WHAT YOU HAVE TO DO:
Rewrite the blog post about safe spaces from the words "I jotted this" through the words "walk before bed.", replacing "phone" with "tablet".

I jotted this down as a note a few weeks ago on my phone. My husband and I had gone up to Gloucestershire to visit my parents for a few days, and on the first evening we took our dog out for a short walk before bed.

If you have read my previous post, you’ll know that my teenage years were a little difficult with school and the bullying that I encountered there. This feels like a good time to share this writing… not only as a follow on from that, but also because I’ve realised that going back to a place can stir up so many different memories, emotions and even behaviours. However, I have also realised that a ‘safe space’ doesn’t always have to be co-ordinates on a map, it can also be a person.

I am very lucky, that my safe person is my husband. I realised when I spent time in Gloucestershire a couple of days ago without him, that I felt very different to how I feel when I am at home in Somerset. He helps to ground me, here in the present. He reminds me – often without words – that I am safe, I am loved and that I am not a scared fourteen year old girl any more.

DATASET SECTION:
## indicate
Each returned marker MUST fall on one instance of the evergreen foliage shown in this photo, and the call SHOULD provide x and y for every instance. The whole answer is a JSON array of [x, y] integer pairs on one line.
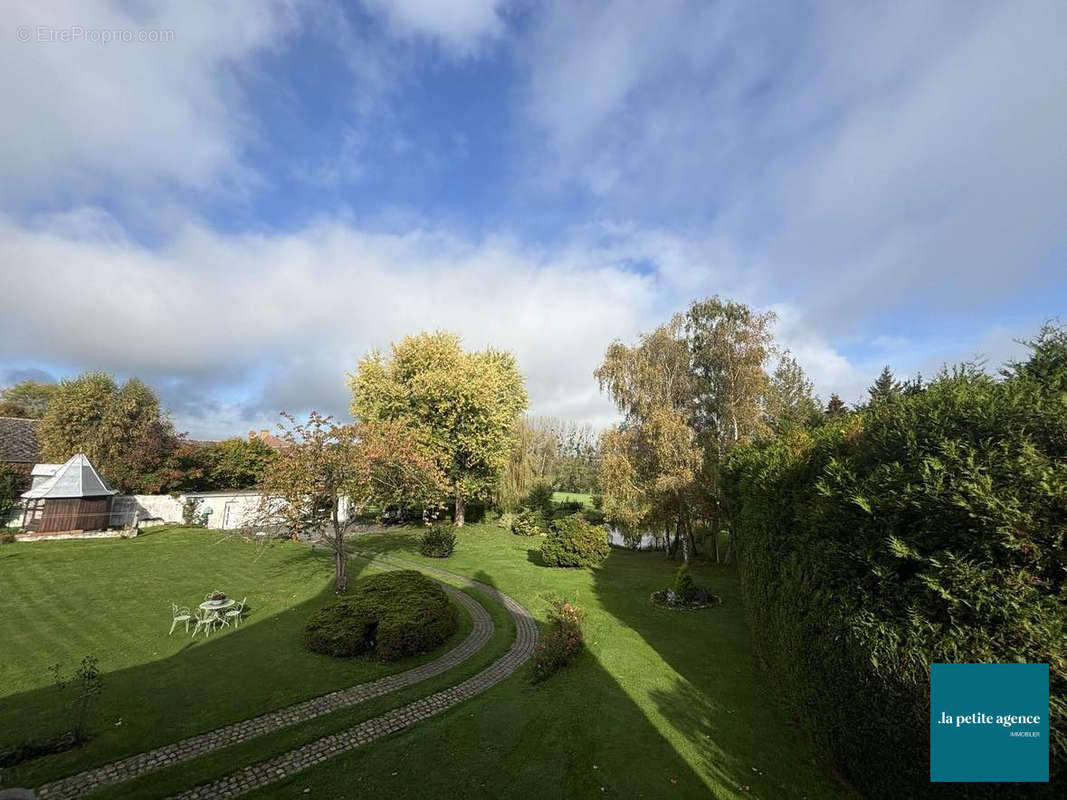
[[926, 529]]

FINISHED ANSWER:
I jotted this down as a note a few weeks ago on my tablet. My husband and I had gone up to Gloucestershire to visit my parents for a few days, and on the first evening we took our dog out for a short walk before bed.